• Exercise aim
Please pick out each line in the items below that contains the word "ambulance" and copy those lines.

• Source records
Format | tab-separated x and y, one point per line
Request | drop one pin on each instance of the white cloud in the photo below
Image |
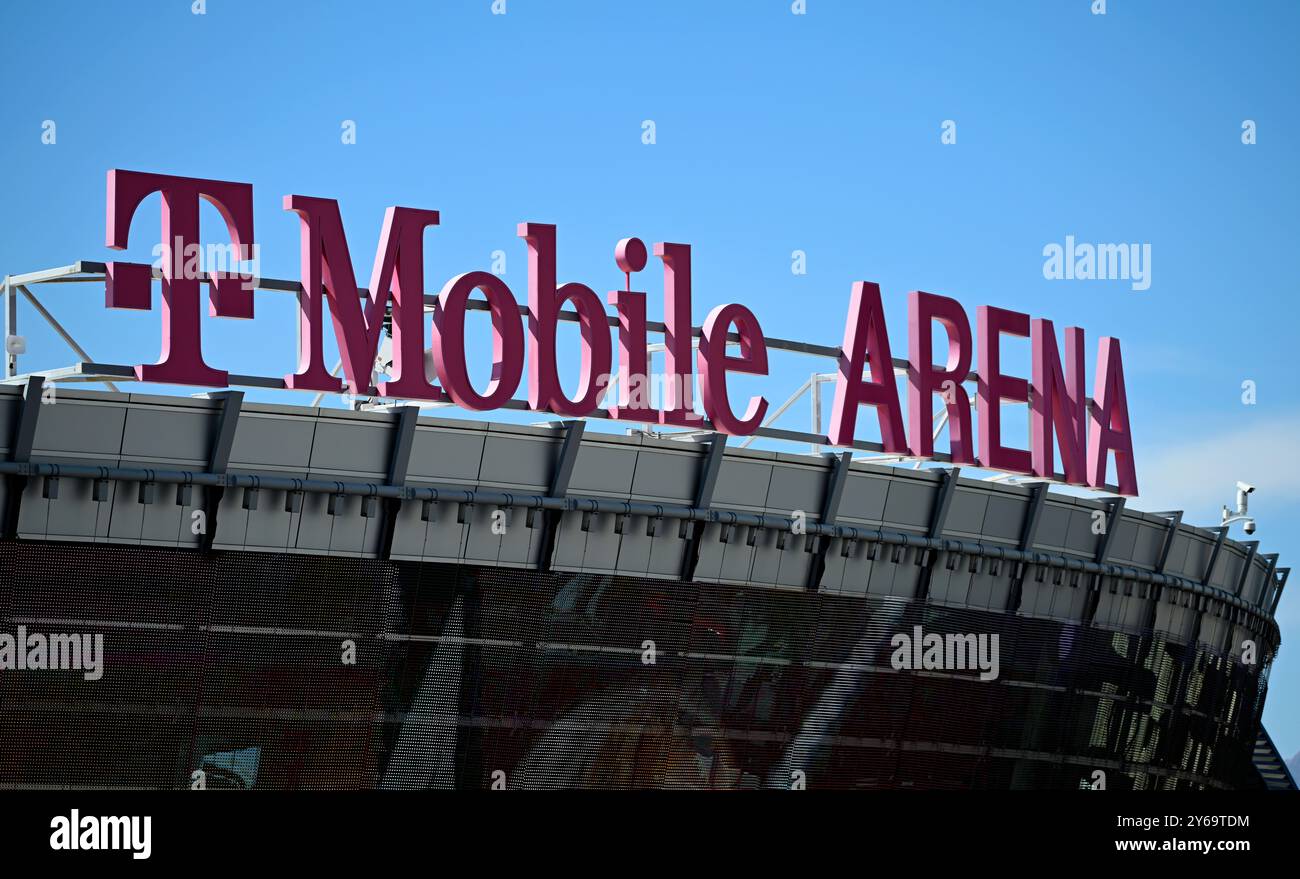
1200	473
--
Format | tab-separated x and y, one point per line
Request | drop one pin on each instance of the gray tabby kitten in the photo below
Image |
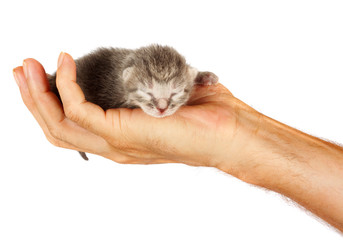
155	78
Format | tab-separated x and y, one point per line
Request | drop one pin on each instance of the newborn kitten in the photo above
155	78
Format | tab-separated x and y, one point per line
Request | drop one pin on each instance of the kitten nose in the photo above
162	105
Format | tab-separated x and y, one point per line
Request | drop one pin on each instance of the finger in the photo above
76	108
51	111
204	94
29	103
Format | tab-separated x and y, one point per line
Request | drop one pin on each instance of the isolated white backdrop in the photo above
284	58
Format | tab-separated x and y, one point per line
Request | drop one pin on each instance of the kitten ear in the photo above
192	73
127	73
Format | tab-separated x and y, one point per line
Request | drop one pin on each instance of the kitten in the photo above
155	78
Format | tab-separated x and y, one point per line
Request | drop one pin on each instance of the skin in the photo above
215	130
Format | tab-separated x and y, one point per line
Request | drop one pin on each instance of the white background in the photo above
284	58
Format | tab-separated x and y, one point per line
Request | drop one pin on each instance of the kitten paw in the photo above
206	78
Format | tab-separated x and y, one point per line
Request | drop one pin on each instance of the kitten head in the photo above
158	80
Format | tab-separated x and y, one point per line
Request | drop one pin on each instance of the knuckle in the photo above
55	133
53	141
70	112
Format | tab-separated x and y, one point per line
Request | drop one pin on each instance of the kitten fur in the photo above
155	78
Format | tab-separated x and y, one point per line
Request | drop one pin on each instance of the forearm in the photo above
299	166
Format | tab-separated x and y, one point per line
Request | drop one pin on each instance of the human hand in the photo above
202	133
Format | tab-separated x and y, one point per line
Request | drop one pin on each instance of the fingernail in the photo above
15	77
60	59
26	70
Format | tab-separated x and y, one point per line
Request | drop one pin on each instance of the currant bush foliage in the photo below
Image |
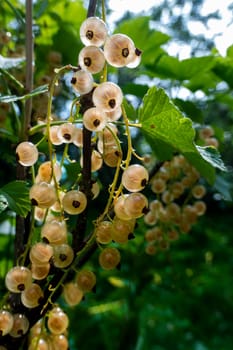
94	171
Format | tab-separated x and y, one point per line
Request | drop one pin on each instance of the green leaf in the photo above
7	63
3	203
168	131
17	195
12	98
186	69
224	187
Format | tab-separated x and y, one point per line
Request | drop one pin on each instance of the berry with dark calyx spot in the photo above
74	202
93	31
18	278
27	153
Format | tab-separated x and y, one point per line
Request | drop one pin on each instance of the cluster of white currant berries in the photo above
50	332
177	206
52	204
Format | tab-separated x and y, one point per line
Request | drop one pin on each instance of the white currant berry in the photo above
...
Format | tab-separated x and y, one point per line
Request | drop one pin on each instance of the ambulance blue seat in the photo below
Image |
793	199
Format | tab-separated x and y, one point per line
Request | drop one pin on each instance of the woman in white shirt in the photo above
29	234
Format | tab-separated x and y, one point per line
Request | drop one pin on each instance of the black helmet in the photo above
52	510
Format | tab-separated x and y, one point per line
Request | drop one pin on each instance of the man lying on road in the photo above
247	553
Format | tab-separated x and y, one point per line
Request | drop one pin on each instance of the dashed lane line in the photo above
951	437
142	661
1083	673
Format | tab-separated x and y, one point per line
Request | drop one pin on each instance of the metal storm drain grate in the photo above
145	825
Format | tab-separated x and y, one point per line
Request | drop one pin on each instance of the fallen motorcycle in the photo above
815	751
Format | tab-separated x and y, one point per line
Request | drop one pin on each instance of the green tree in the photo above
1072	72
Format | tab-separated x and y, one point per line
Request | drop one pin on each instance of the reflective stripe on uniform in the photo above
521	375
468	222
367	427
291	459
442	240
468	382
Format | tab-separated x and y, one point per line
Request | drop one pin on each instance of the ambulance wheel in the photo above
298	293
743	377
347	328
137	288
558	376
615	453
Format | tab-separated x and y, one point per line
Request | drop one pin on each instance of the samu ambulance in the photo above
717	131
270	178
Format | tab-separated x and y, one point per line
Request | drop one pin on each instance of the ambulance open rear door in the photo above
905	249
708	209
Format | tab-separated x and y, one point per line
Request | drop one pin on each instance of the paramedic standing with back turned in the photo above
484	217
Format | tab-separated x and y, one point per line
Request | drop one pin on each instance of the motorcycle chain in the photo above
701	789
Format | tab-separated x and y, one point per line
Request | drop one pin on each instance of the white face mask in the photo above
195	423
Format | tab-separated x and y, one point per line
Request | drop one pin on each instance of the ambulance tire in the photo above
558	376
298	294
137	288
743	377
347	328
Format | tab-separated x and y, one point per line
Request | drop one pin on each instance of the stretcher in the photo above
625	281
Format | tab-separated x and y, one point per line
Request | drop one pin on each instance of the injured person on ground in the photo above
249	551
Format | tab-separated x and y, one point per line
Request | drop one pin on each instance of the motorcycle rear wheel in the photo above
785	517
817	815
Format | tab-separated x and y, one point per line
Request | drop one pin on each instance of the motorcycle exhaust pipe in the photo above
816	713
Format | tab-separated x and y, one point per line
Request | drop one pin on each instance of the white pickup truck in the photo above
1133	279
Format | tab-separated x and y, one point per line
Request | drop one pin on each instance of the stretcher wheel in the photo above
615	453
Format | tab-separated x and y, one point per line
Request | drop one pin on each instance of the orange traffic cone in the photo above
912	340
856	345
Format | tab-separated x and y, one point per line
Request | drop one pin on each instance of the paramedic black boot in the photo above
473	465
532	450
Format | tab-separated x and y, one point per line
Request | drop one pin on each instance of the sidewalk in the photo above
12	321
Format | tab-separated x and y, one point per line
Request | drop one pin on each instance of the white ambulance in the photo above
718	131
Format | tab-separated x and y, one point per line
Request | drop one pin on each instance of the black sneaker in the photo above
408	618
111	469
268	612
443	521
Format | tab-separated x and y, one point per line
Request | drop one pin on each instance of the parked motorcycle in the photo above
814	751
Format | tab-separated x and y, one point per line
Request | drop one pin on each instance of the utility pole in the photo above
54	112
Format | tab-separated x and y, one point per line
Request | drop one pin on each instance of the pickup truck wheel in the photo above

• Exercise answer
Request | drop one pin on each instance of the ambulance blue seat in the photo below
Request | drop one pin on each instance of the ambulance wheel in the photo above
Request | drop one pin on each instance of the samu ambulance in the photo above
Request | drop one pin on each instance of the ambulance open rear door in the photo above
Request | drop one pin on each instance of the ambulance tire in the photo above
Request | drop one pin on each instance of the white ambulance in the photo above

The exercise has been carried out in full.